• [WHAT TO WORK ON] Could you write out all of the data again, word for word?

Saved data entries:
- - - - - - -

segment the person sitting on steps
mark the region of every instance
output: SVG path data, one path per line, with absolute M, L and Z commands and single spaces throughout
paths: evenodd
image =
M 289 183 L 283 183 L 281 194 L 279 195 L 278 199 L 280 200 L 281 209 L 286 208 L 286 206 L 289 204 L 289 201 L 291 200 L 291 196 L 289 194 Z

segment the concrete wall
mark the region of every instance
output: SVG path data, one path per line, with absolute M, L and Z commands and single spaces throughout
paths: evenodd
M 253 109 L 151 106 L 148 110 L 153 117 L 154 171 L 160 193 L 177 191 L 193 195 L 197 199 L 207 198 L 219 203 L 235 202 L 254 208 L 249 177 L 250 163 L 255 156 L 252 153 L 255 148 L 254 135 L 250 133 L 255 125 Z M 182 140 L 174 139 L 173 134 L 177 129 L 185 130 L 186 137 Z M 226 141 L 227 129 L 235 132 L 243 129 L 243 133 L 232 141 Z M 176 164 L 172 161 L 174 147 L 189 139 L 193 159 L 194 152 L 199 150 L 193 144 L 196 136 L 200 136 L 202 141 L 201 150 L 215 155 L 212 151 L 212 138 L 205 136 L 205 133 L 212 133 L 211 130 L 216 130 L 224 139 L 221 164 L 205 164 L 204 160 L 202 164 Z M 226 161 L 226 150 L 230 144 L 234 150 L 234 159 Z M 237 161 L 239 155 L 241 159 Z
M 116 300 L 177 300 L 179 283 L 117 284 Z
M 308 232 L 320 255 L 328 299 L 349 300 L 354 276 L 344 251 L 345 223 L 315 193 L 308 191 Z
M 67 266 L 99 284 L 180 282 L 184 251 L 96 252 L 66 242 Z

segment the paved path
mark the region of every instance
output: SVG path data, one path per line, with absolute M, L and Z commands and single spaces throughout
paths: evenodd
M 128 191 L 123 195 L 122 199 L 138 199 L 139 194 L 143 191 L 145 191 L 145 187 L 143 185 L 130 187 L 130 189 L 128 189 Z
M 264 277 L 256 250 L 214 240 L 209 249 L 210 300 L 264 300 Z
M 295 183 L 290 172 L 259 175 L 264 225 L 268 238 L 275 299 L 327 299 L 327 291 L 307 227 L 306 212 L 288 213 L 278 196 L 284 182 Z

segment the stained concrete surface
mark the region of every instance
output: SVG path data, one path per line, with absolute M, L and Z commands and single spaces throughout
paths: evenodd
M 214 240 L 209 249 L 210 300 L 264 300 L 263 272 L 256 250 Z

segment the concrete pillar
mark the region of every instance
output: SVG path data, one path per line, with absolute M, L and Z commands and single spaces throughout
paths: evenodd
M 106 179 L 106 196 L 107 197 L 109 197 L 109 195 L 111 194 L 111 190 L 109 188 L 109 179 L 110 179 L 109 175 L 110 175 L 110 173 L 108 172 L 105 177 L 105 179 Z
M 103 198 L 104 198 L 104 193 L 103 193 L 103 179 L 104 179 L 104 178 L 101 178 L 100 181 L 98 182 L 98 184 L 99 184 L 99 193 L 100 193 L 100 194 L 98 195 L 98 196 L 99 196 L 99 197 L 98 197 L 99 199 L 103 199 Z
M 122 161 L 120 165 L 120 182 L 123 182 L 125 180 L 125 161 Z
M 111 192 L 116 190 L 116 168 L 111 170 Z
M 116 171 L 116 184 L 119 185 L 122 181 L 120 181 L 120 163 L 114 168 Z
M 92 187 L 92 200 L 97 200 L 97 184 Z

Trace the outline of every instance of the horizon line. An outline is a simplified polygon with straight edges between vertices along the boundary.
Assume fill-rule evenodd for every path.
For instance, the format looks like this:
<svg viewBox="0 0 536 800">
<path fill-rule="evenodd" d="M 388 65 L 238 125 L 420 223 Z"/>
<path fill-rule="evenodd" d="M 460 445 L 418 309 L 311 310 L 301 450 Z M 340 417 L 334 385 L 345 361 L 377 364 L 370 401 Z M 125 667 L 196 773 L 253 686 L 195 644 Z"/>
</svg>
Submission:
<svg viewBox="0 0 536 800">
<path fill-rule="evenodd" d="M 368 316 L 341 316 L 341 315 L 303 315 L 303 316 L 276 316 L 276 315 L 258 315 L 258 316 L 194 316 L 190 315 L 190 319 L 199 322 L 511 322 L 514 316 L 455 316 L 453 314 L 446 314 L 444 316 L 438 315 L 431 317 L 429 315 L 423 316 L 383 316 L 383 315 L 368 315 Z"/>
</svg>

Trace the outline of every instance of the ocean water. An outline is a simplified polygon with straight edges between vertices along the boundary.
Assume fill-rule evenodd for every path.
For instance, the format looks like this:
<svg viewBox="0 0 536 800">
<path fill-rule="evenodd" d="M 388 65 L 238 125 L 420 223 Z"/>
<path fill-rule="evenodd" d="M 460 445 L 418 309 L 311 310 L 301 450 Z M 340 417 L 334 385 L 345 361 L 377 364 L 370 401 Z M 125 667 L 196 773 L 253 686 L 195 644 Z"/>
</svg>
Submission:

- - - - - - -

• [COMPLETED EXERCISE]
segment the person sitting on steps
mark the region of every instance
output: SVG path data, one path per line, with absolute M, L and Z commands and single spaces throughout
paths: evenodd
image =
M 289 183 L 283 183 L 281 194 L 279 195 L 278 199 L 280 200 L 281 209 L 286 208 L 286 206 L 289 204 L 289 201 L 291 200 L 291 196 L 289 194 Z

segment the concrete wall
mark the region of every instance
output: SVG path data, one path per line, with absolute M, L and Z commands and single spaces throughout
paths: evenodd
M 253 109 L 151 106 L 148 110 L 153 117 L 154 171 L 160 193 L 177 191 L 193 195 L 197 199 L 207 198 L 219 203 L 235 202 L 254 208 L 249 177 L 250 163 L 255 156 L 252 153 L 255 148 L 254 135 L 250 133 L 255 125 Z M 182 140 L 174 139 L 173 134 L 177 129 L 185 130 L 186 137 Z M 226 141 L 227 129 L 235 132 L 243 129 L 243 133 L 232 141 Z M 176 164 L 172 161 L 174 147 L 189 139 L 193 159 L 194 152 L 199 150 L 193 144 L 196 136 L 200 136 L 202 141 L 201 150 L 215 155 L 212 151 L 212 138 L 205 136 L 205 133 L 212 133 L 211 130 L 216 130 L 224 139 L 221 164 L 205 164 L 204 160 L 202 164 Z M 226 161 L 226 150 L 230 144 L 234 150 L 234 159 Z M 237 161 L 239 155 L 241 159 Z
M 116 300 L 177 300 L 179 283 L 117 284 Z
M 308 232 L 320 255 L 328 299 L 349 300 L 354 276 L 344 251 L 345 223 L 315 193 L 308 191 Z
M 67 266 L 99 284 L 180 282 L 184 251 L 96 252 L 66 242 Z

segment the paved path
mark the region of every instance
output: SVG path data, one path per line, with absolute M, L and Z commands and single spaces throughout
paths: evenodd
M 128 191 L 123 195 L 122 199 L 138 199 L 139 194 L 143 191 L 145 191 L 145 187 L 143 185 L 130 187 L 130 189 L 128 189 Z
M 264 277 L 256 250 L 214 240 L 209 249 L 210 300 L 264 300 Z
M 295 183 L 290 172 L 259 175 L 264 225 L 268 238 L 275 299 L 327 299 L 327 291 L 307 227 L 306 212 L 288 213 L 278 196 L 284 182 Z

segment the stained concrete surface
mark the region of every instance
output: SVG path data, one path per line, with absolute M, L and Z commands and single spaces throughout
paths: evenodd
M 214 240 L 209 249 L 210 300 L 264 300 L 263 272 L 256 250 Z

segment the concrete pillar
mark the region of every instance
output: SVG path data, one path per line, with absolute M, L and Z commands and single spaces throughout
paths: evenodd
M 106 179 L 106 196 L 107 197 L 109 197 L 109 195 L 111 194 L 111 190 L 109 188 L 109 179 L 110 179 L 109 175 L 110 175 L 110 173 L 108 172 L 105 177 L 105 179 Z
M 103 198 L 104 198 L 104 193 L 103 193 L 103 179 L 104 179 L 104 178 L 101 178 L 100 181 L 98 182 L 98 184 L 99 184 L 99 193 L 100 193 L 100 194 L 98 195 L 98 196 L 99 196 L 99 197 L 98 197 L 99 199 L 103 199 Z
M 122 161 L 120 165 L 120 182 L 123 182 L 125 180 L 125 161 Z
M 111 192 L 116 190 L 116 168 L 111 170 Z
M 116 171 L 116 184 L 119 185 L 122 181 L 120 181 L 120 163 L 114 168 Z
M 92 187 L 92 200 L 97 200 L 97 184 Z

Trace the outline of every instance of the horizon line. An outline is a simplified polygon with straight edges between vertices along the boundary.
Assume fill-rule evenodd for every path.
For instance, the format looks like this:
<svg viewBox="0 0 536 800">
<path fill-rule="evenodd" d="M 388 65 L 238 125 L 420 223 Z"/>
<path fill-rule="evenodd" d="M 460 445 L 418 309 L 311 310 L 301 450 Z M 340 417 L 334 385 L 345 361 L 377 364 L 370 401 Z M 125 667 L 196 773 L 253 686 L 195 644 Z"/>
</svg>
Submission:
<svg viewBox="0 0 536 800">
<path fill-rule="evenodd" d="M 368 316 L 341 316 L 341 315 L 303 315 L 303 316 L 276 316 L 276 315 L 258 315 L 258 316 L 194 316 L 190 315 L 190 319 L 199 322 L 511 322 L 514 316 L 455 316 L 453 314 L 446 314 L 444 316 L 438 315 L 431 317 L 429 315 L 423 316 L 383 316 L 383 315 L 368 315 Z"/>
</svg>

Trace the outline of every instance of the ocean water. An outline is a simplified polygon with straight edges between vertices along the boundary.
Assume fill-rule evenodd for every path.
For instance, the format looks like this:
<svg viewBox="0 0 536 800">
<path fill-rule="evenodd" d="M 388 65 L 238 125 L 420 223 Z"/>
<path fill-rule="evenodd" d="M 460 445 L 418 309 L 311 310 L 301 450 Z M 340 417 L 334 385 L 345 361 L 377 364 L 370 401 Z M 125 667 L 196 773 L 253 686 L 195 644 Z"/>
</svg>
Submission:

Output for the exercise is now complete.